### WRITTEN INSTRUCTION
Can you rename "lesson" to "exercise" in everything from the line containing "the white house" down to the end of the listing below, keeping all else unchanged?

(Saved data entries)
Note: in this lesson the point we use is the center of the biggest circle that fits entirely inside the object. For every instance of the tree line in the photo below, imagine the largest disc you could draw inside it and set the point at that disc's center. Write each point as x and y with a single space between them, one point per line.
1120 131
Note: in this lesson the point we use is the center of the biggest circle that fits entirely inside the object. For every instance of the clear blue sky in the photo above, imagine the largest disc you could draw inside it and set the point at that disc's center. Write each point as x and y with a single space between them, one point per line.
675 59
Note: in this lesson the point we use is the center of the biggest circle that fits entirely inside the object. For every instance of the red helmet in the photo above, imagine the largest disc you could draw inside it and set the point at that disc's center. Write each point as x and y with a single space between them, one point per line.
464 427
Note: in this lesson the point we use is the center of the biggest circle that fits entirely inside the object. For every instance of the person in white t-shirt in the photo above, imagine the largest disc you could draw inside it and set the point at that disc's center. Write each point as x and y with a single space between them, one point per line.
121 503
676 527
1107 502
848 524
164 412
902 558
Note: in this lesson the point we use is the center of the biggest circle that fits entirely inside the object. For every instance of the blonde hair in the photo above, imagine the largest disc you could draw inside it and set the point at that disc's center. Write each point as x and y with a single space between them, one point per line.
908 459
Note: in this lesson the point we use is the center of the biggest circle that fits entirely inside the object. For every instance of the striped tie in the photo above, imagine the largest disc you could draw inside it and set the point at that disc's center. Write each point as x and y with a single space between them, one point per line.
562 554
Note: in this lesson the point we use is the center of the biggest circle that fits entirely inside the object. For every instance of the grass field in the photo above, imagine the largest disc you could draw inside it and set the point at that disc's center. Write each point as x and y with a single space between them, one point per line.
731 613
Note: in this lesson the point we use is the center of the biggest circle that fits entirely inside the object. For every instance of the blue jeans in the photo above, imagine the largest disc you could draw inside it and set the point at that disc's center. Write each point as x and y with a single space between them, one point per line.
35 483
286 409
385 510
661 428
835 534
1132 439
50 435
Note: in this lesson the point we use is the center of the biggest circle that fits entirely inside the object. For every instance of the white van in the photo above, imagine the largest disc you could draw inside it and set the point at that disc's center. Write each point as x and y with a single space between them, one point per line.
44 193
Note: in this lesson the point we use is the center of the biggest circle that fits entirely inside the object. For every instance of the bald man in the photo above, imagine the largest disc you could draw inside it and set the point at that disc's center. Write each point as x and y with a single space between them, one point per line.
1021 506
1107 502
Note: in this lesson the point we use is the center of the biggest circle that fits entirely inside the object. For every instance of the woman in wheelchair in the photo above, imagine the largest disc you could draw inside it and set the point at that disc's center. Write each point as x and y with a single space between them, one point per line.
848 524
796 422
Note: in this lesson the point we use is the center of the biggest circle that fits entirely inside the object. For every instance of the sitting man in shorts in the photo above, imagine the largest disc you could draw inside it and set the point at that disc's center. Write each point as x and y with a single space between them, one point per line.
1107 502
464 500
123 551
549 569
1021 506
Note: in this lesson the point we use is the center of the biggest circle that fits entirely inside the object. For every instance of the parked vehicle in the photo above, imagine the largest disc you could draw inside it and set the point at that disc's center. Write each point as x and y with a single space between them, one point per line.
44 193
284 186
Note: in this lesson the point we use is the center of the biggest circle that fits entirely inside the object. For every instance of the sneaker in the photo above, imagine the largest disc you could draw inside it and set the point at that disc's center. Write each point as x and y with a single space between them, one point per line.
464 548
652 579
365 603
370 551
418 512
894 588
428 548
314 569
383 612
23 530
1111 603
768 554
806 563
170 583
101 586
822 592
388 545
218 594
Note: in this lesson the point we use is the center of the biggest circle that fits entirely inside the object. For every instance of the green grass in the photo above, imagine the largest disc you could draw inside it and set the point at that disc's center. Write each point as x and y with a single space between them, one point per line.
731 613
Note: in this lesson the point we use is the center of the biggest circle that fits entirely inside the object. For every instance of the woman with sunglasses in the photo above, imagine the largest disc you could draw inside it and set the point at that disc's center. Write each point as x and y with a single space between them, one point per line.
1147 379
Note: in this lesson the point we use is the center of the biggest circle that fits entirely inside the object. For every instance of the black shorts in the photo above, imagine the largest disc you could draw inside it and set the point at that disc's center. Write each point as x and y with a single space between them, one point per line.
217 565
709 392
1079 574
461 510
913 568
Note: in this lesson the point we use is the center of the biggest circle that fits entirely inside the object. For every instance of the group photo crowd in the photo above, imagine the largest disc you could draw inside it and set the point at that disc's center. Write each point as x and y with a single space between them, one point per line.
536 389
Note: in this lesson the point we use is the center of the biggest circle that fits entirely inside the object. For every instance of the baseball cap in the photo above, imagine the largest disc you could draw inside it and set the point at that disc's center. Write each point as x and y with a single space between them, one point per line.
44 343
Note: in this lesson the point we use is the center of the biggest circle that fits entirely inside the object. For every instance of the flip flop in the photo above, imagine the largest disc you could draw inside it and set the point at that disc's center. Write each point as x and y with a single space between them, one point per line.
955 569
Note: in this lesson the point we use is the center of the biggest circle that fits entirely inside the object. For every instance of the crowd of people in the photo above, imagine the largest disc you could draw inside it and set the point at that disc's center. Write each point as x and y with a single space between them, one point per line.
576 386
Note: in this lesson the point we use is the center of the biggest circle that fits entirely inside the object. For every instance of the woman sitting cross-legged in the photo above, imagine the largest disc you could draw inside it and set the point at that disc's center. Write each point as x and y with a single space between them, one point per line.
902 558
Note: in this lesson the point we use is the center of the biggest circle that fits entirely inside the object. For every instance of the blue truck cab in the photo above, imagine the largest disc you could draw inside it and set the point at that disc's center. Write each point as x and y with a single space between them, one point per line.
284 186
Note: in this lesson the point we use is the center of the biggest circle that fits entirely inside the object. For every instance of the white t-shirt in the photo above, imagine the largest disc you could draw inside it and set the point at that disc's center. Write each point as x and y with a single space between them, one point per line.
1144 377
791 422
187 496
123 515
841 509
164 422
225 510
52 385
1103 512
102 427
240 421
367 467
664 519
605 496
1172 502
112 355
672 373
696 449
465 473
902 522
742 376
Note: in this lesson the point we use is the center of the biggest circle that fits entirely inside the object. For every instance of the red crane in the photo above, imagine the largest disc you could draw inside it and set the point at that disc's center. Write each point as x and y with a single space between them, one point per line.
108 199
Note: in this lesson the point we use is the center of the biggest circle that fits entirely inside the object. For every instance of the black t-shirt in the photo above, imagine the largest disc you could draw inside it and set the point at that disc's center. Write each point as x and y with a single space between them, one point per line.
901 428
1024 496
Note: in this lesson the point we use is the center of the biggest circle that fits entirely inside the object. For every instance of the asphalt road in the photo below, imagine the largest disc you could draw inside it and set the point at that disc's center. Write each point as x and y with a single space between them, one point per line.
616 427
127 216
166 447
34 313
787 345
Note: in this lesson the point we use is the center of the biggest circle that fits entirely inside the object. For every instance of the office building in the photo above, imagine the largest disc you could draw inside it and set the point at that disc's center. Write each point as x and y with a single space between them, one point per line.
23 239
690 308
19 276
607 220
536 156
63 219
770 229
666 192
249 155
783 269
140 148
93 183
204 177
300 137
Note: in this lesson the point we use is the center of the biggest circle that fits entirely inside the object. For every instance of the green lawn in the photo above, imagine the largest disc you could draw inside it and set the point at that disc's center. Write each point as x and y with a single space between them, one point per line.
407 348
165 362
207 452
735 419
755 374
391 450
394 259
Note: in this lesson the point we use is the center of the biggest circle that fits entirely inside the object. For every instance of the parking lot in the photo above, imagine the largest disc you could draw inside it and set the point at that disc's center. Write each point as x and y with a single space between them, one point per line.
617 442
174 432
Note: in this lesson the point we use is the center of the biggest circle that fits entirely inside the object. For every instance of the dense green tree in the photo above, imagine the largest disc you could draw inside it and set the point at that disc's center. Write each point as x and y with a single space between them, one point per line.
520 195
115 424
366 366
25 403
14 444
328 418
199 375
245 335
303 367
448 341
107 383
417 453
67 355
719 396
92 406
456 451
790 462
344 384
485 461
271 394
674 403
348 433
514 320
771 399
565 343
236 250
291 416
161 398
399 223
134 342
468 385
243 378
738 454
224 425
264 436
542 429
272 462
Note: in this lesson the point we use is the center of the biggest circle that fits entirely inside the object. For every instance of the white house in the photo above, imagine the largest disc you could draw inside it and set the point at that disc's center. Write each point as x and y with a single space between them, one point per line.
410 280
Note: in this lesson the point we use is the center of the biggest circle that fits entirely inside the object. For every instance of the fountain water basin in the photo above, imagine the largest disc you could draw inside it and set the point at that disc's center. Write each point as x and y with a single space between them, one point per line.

### THE OUTPUT
Note: in this exercise the point we use is the center of the biggest circle that fits entirely inside the object. For every instance of the white house in the photo above, imagine the largest disc you could draw inside it and set the point at that disc's center. Write each point as x and y with a single space between them, one point per line.
410 280
Note: in this exercise the point we use is the center of the biggest circle that fits entirely inside the object. For every instance of the fountain water basin in the photo above, imagine the largest disc you could draw inside it and set the point at that disc's center. Write each point as x and y with a single space between them, one point per line.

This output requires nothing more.